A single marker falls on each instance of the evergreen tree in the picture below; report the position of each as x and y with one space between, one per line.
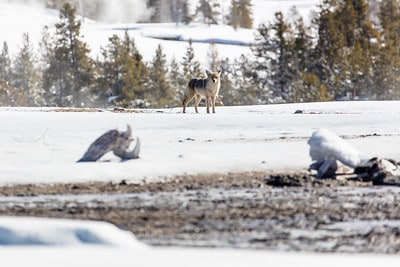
214 61
122 72
26 76
9 96
387 71
70 71
346 47
159 90
208 11
240 15
5 65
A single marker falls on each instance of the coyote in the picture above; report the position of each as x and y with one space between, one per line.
198 88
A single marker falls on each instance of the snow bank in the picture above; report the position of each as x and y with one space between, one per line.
30 231
54 242
41 146
326 145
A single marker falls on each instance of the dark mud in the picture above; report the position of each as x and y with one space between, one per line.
257 210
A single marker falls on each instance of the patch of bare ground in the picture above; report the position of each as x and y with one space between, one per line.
290 211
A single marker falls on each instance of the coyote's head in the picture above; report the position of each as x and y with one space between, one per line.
214 76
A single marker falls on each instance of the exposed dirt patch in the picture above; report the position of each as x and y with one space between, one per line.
291 211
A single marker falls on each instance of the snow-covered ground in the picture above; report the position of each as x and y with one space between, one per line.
42 146
28 241
39 146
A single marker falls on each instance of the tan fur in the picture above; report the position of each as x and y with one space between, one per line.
199 88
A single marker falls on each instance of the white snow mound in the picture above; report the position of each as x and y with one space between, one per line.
29 231
326 145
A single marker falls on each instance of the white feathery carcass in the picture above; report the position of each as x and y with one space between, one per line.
326 148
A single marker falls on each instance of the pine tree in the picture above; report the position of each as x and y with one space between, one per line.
122 72
5 65
208 11
240 15
159 91
25 73
70 71
214 61
281 60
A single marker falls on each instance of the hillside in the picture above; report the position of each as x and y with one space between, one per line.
16 19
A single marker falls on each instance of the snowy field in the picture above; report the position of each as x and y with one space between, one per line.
233 43
41 146
55 242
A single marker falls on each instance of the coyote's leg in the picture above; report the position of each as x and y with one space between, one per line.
187 98
197 99
213 102
208 103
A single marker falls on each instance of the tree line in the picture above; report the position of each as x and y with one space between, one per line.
237 14
345 53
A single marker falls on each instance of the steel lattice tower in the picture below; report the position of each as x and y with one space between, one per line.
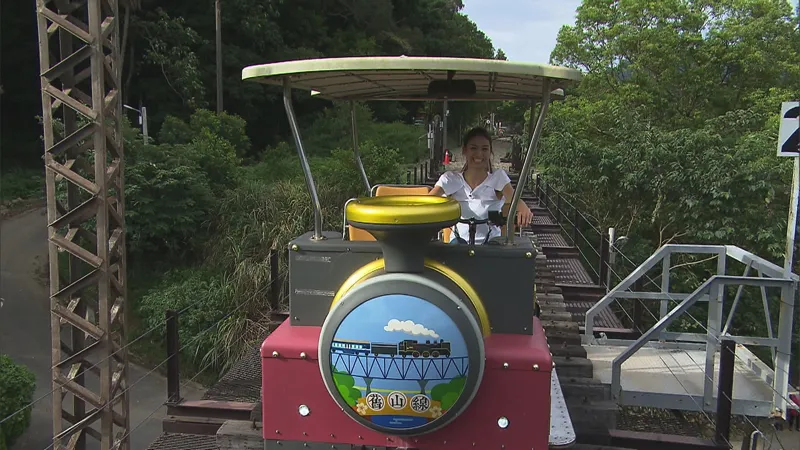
81 111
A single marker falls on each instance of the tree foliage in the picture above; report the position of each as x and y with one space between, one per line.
17 385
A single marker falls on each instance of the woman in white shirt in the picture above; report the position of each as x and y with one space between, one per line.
479 188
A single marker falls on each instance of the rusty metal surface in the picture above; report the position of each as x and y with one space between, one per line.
551 240
606 318
242 383
81 112
181 441
569 271
543 219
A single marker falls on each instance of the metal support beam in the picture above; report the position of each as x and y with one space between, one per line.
526 167
725 392
87 163
298 143
354 124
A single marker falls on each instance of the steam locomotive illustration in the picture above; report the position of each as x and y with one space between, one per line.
404 348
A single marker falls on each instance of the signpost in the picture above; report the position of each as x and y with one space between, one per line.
789 145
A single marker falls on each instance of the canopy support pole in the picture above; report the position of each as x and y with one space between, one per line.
526 167
298 143
357 153
439 157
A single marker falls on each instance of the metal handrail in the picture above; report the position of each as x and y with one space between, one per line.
345 236
526 167
769 275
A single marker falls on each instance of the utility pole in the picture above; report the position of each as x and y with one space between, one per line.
219 55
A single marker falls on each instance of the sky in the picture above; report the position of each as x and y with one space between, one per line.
526 30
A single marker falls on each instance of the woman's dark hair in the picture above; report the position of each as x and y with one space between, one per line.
478 132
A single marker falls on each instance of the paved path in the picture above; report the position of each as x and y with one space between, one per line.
25 334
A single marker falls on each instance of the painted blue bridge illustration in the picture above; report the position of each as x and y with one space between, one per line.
428 361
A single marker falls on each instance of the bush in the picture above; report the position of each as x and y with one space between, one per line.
332 130
227 126
206 296
168 200
173 189
17 385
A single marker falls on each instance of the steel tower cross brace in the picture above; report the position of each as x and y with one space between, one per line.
83 154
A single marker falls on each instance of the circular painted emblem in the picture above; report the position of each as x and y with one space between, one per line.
401 362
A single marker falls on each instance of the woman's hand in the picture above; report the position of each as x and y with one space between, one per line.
524 215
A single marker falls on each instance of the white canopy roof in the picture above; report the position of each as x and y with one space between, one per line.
408 78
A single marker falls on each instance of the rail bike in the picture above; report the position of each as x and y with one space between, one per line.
397 338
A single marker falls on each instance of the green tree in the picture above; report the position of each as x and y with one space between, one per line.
448 393
344 383
17 385
671 136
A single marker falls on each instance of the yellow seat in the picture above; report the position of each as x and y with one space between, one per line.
357 234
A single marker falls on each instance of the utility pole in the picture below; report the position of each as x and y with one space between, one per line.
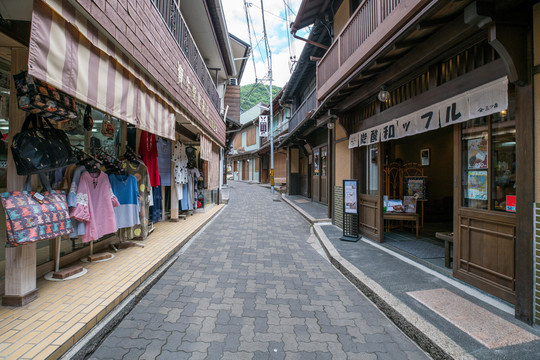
271 128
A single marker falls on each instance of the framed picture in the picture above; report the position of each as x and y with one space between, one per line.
425 157
477 154
416 186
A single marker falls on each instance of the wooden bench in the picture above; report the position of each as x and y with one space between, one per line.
448 238
403 217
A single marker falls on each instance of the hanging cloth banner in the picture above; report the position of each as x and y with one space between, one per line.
454 111
389 131
206 148
67 51
482 101
263 125
353 140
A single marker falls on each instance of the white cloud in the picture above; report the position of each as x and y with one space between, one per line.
277 28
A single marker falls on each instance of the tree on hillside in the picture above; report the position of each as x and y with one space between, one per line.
252 94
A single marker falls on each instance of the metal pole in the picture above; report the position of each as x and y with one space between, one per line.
271 137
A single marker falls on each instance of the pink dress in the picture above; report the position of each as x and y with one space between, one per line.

-*-*-

■ **Prompt**: Please swap "marker" for "pin" everywhere in the lines above and give all of them again with nothing else changed, leaving the pictures out.

■ **Written solution**:
A single pin falls on each instance of the evergreen tree in the picture below; report the position of each as x and y with one space between, one per line.
214 61
122 72
26 76
9 96
387 71
70 71
346 47
159 90
208 11
240 15
5 65
A single pin falls on each instance of the coyote in the picture above; report the position of each as x and y with one space between, one per line.
198 88
A single pin falls on each instance of the snow bank in the picture above; report the position of each as x and y with one space between, one per line.
30 231
54 242
41 146
326 145
A single pin falls on each instance of the dark mud in the picture above; report the position of each as x and y with one space between, one per line.
257 210
A single pin falls on each instance of the patch of bare ground in the picture above; report the position of each as x and y with one space between, one per line.
290 211
A single pin falls on each instance of the coyote's head in the picture above; report the position of each as x and y with one space between, one per line.
214 76
A single pin falls on each instance of the exposed dirt patch in the picture above; report the position of each as x and y with one space between, one per line.
291 211
A single pin falls on each instance of the snow-covered ground in the picture above; report the position of each as x and y with one space between, one per line.
42 146
28 241
39 146
A single pin falls on each instance of the tan fur in the picture above; report the position of each as x and y with one space between, one per line.
199 88
A single pin falls on each instance of the white snow mound in the picture above; report the position of each as x and y with one space between, one per line.
29 231
326 145
A single pin falls on each instance of the white feathery carcass in the picture above; report the position of each as x and y with one space between, one per line.
326 148
A single pin falls on each instance of the pine tree in the picture above; report the position of each as x and y with one space between, one per line.
122 72
5 65
208 11
240 15
159 91
25 73
70 71
214 61
281 60
A single pin falls on each instance of the hillside in the picture above; report the position of each as x and y with one space between, one per line.
16 19
A single pin falls on each instance of the snowy field in the picture above; report the position of each as x and y with one space between, one per line.
233 43
41 146
55 242
A single pin falls on each instance of the coyote's leg in the picture above; report the position of each as x and y with one space between, one per line.
187 98
197 99
213 102
208 103
A single pin falls on each instance of the tree line in the picture above; report the position of each as x and y with one space between, one per line.
237 14
345 53
A single pin falls on each instance of the steel lattice tower in the picture below; report the position of each as x and y with one space between, one per line.
81 111
A single pin falls on each instance of the tree foliage in the picture above; report the position of each as x and y with one space between, one per line.
17 385
A single pin falls on each instance of the woman in white shirt in the picture above; report the position of each as x and y with one space between, one per line.
479 188
A single pin falls on each instance of the rusty metal surface in the picture above; report the position of each as x and y with one space between, one per line.
551 240
606 318
242 383
81 112
181 441
569 271
543 219
A single pin falls on each instance of the metal support beam in the picture above; report the position of each as x and y with one space between, one per line.
526 167
725 392
87 163
298 143
354 124
A single pin falls on each instance of the steam locomotive illustration in the picture above; report the position of each as x and y with one space between, one per line.
404 348
A single pin falls on each instance of the signpost in the picture above; report the position of each as x and y with one space between, one per line.
789 145
A single pin falls on each instance of the canopy support pole in the picture above; report the position of each as x and y with one space between, one per line.
526 167
298 143
357 153
439 157
A single pin falls on each instance of the metal handrail in the picture above; report the position of each as x and y with one space between, one per line.
345 236
526 167
769 275
A single pin falls on each instance of the utility pole in the picture above; report the position of each as x and y with one space between, one per line.
219 55
A single pin falls on each instance of the sky in the picture above; report the position of each as x and y with one space between, one per line.
526 30
A single pin falls on each instance of the woman's dark hair in the picture above; report the position of each as x and y with one space between, one per line.
478 132
A single pin falls on each instance of the paved path in the picture above; report the position of each as x and y with one space between, one per line.
25 334
A single pin falls on each instance of the painted blue bridge illustration in the picture above; report the position of each as x and y with one space between, one per line.
428 361
A single pin falls on each instance of the bush in the picture above; report the position of each as x and y with one space between, one per line.
332 130
227 126
206 296
168 200
173 189
17 385
A single pin falls on each instance of the steel tower cross brace in the picture above; report the position of each as x and y with one space between, one per line.
83 154
A single pin falls on each instance of the circular painted emblem in the picture above; report the position of each as x and y with one space between, one per line.
401 362
A single pin falls on each instance of the woman's hand in the picture above; report the position of each as x and y with one space between, one per line.
524 215
A single pin falls on each instance of the white canopy roof in the picture above; report the position of each as x and y with one space between, one per line.
408 78
A single pin falls on each instance of the rail bike in the picture above; report the position of each as x and y with one space between, one per line.
397 338
A single pin falls on each instance of the green tree in the picture above; report the position of each as x and y with one space between, one per line.
448 393
344 383
17 385
671 136
A single pin falls on each instance of the yellow seat in the picture above; report the position of each as x and y with one space between, one per line.
357 234
A single pin falls on each instance of the utility pole in the picture below; report the position of each as x and y with one space between, one per line.
271 128
A single pin falls on each instance of the framed picture in the picture above; report the position of each as x and y with one space between, one per line.
425 157
477 154
416 186
A single pin falls on each instance of the wooden bench in the picture above; report the position of each as x and y with one space between, one per line.
448 238
403 217
A single pin falls on each instance of the hanging cloth banner in the picture above; report the position of each as x and y with one space between, one per line.
454 111
389 131
206 148
67 51
482 101
263 125
353 140
A single pin falls on each instance of the white cloud in the picture above; report the position of each as x and y with one space between, one per line.
277 28
A single pin falls on each instance of the tree on hillside in the picture above; report the position of each as x and y with one space between, one per line.
252 94
A single pin falls on each instance of the metal pole in the picture above; report the position of each as x and y with one space between, one per line.
271 137
A single pin falls on each instance of the pink dress in the picture above; report the position of each as x and y with one space between, one per line.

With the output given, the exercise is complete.